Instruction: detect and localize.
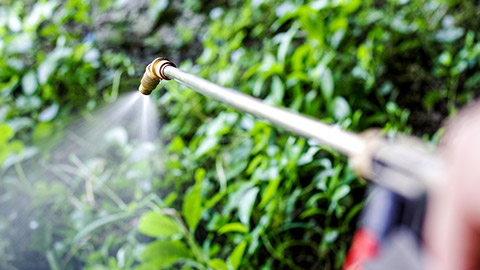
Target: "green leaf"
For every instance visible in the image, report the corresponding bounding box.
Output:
[320,68,333,101]
[258,177,281,208]
[228,241,247,269]
[195,137,219,157]
[238,187,259,226]
[182,185,202,232]
[194,168,206,185]
[140,240,191,269]
[138,211,181,237]
[168,136,185,153]
[218,222,248,234]
[208,258,228,270]
[38,103,59,122]
[331,97,351,120]
[0,123,15,144]
[22,71,38,96]
[332,185,350,201]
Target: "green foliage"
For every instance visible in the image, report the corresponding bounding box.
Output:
[0,0,480,270]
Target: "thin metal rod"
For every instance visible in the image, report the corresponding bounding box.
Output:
[163,66,366,156]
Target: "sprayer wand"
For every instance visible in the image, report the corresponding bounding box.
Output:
[139,57,442,197]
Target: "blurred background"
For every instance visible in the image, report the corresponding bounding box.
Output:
[0,0,480,270]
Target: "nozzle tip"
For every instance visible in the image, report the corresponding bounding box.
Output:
[138,84,153,96]
[138,70,160,95]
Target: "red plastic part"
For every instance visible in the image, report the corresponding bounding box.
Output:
[343,228,379,270]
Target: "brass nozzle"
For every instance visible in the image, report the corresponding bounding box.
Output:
[138,57,176,95]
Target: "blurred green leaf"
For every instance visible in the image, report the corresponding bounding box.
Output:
[208,259,228,270]
[140,240,191,269]
[138,211,181,237]
[182,185,203,232]
[238,187,259,226]
[218,222,248,234]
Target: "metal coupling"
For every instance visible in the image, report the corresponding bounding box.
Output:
[138,57,177,95]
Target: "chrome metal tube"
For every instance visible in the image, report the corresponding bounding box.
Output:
[163,66,366,156]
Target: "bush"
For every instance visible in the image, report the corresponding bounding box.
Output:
[0,0,480,269]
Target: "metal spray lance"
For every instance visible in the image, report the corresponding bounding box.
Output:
[139,57,443,197]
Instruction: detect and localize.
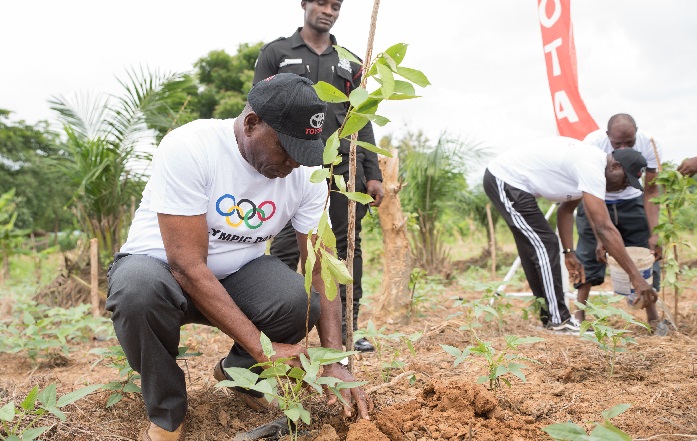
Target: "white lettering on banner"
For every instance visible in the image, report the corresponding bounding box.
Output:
[554,90,578,122]
[544,38,561,77]
[539,0,561,28]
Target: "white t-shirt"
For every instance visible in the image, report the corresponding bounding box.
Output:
[121,119,328,279]
[583,129,663,201]
[487,136,607,202]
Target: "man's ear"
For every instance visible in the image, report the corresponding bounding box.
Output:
[244,112,261,136]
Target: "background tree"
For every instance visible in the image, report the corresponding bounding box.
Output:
[0,109,72,231]
[151,43,263,142]
[50,69,190,255]
[398,132,486,274]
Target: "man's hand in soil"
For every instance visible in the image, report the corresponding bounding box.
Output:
[632,277,658,309]
[564,251,586,283]
[322,363,373,420]
[678,156,697,176]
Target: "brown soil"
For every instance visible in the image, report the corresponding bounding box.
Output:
[0,280,697,441]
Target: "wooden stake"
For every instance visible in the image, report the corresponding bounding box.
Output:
[90,239,100,317]
[346,0,380,372]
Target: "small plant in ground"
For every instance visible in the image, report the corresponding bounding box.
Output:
[576,296,649,376]
[0,301,111,365]
[440,331,544,391]
[542,404,632,441]
[89,346,201,408]
[215,333,366,440]
[353,320,421,381]
[0,384,102,441]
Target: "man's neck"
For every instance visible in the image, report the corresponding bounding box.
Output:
[300,26,332,54]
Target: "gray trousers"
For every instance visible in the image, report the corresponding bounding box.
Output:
[106,254,320,431]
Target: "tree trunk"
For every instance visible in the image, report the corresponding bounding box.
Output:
[375,149,413,323]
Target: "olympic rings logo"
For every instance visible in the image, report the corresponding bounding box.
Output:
[215,194,276,230]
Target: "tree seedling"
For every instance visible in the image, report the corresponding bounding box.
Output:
[542,404,632,441]
[576,296,649,377]
[440,331,544,391]
[215,333,366,440]
[0,384,102,441]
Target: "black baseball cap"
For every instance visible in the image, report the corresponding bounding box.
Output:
[612,148,646,191]
[247,73,327,166]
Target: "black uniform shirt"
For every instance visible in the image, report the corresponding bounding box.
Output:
[254,28,382,186]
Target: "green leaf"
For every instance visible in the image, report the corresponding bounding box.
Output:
[312,81,349,103]
[310,168,329,184]
[591,421,632,441]
[57,384,103,407]
[376,63,394,98]
[385,43,408,65]
[339,112,370,138]
[123,381,141,394]
[542,423,589,441]
[283,407,300,423]
[394,80,416,96]
[38,383,56,407]
[320,249,353,285]
[0,401,15,422]
[397,66,431,87]
[106,393,123,409]
[334,175,346,191]
[322,130,341,164]
[440,345,462,357]
[22,426,49,441]
[259,332,276,358]
[334,44,363,64]
[356,141,392,158]
[341,191,375,204]
[300,407,312,426]
[349,87,368,107]
[602,404,632,420]
[20,386,39,410]
[320,259,339,301]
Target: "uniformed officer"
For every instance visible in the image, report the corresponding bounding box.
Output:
[254,0,383,351]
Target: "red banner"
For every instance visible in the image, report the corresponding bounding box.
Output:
[537,0,598,140]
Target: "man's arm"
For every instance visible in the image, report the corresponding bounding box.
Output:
[157,214,306,366]
[583,192,658,303]
[557,199,586,283]
[678,156,697,176]
[644,170,663,260]
[295,232,373,419]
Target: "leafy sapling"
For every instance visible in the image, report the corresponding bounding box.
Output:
[441,331,544,391]
[542,404,632,441]
[216,333,366,440]
[576,296,649,376]
[0,384,102,441]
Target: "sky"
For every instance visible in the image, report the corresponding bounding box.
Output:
[0,0,697,170]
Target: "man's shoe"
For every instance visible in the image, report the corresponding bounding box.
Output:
[649,319,672,337]
[353,338,375,352]
[140,422,186,441]
[545,317,592,335]
[213,359,275,412]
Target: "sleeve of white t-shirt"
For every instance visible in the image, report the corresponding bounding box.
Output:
[148,133,208,216]
[574,157,606,200]
[641,135,663,170]
[292,176,329,234]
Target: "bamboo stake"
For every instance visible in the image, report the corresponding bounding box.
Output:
[486,204,496,279]
[90,239,100,317]
[651,138,680,329]
[346,0,380,372]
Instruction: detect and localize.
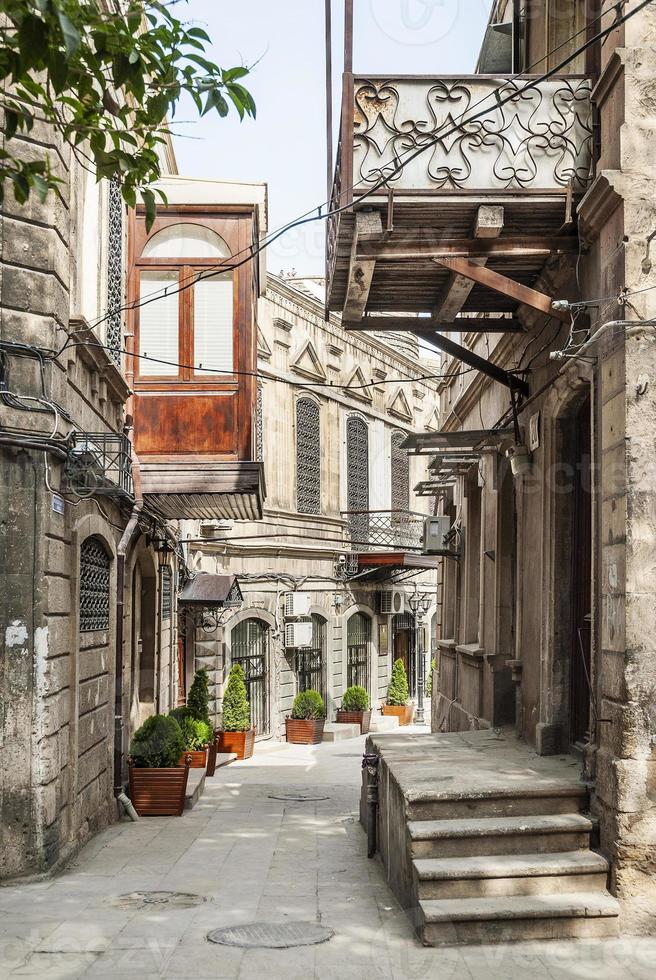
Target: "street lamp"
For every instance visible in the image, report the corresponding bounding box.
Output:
[408,592,431,725]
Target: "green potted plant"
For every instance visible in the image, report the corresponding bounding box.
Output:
[128,715,190,817]
[285,690,326,745]
[337,684,371,735]
[381,659,414,725]
[217,664,255,759]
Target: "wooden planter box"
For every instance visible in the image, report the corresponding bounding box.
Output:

━━━

**THE EXERCISE:** Could you pull out every line in the records above that contains the string "shirt"?

**WORKED SOLUTION:**
Target: "white t-shirt"
Target: "black uniform shirt"
Target: "sleeve of white t-shirt"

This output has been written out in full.